Goal: Your task is to output all the records below, word for word.

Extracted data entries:
┏━━

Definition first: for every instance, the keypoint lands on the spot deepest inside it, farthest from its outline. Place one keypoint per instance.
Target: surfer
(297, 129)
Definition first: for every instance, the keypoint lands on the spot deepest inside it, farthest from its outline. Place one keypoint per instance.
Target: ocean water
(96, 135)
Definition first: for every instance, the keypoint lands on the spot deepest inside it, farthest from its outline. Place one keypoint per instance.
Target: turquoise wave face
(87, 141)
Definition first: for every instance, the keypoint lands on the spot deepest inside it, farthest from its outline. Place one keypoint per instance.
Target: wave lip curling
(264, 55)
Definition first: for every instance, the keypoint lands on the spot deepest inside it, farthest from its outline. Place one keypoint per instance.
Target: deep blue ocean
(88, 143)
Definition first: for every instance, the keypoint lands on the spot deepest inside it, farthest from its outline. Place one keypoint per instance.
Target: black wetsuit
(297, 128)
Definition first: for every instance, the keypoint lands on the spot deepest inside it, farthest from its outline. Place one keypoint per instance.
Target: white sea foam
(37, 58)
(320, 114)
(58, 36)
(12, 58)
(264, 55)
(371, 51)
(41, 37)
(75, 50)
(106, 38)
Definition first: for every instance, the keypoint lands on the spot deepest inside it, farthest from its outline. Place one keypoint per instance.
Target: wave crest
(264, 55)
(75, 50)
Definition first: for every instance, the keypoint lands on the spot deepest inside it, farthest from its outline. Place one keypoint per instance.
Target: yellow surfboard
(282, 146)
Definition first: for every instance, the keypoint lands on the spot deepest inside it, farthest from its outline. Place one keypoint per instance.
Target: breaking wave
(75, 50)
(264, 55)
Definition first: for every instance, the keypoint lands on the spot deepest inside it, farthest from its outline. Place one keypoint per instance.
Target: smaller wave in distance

┗━━

The result:
Definition first: for every instance, the keypoint lands on the spot deepest inside it, farthest from its outline. Place one keypoint per instance.
Target: surfer
(297, 129)
Definition first: for every instance, the keypoint lands on the spot deepest inside it, farthest from its outline. Place one keypoint per instance.
Target: ocean water
(96, 135)
Definition first: for every instance, the keypoint lands on the spot deepest inside it, farthest from its outline. Place one keypoint per instance.
Target: turquoise wave face
(87, 141)
Definition first: for every instance, the keypoint lands on the spot deepest inside it, farthest from its outline. Place one keypoint per instance.
Target: wave lip curling
(264, 55)
Definition first: for every instance, the keypoint lands on the spot deepest inside it, farthest from its outline. Place one keypoint per instance.
Target: deep blue ocean
(88, 143)
Definition first: for every instance, the keypoint lands on the spot deepest inside it, farthest from its outline. Place one keypoint per instance.
Target: black wetsuit
(297, 128)
Definition first: for every instance, the keypoint lands on the spot deepest inside it, farthest from its outline. Place one keypoint per instance.
Target: white sea foam
(37, 58)
(320, 114)
(58, 36)
(12, 58)
(264, 55)
(371, 51)
(41, 37)
(75, 50)
(106, 38)
Definition first: for every instance, the keypoint lands on the spot deepest inside it, farthest from its outline. Place one keypoint per instance.
Target: wave crest
(264, 55)
(75, 50)
Definition first: for every instance, the keypoint lands on the spot deepest inside it, farthest from its outline. Place one keypoint per instance.
Target: yellow surfboard
(282, 146)
Definition first: for every instance, the keypoint lands on the spot deepest inside it, farthest from its outline. Place one keypoint per instance.
Target: breaking wave
(75, 50)
(264, 55)
Definition first: for every instance, the keypoint lands on the spot deepest inside it, farthest from its outline. Place one keypoint per instance.
Target: smaller wave in distance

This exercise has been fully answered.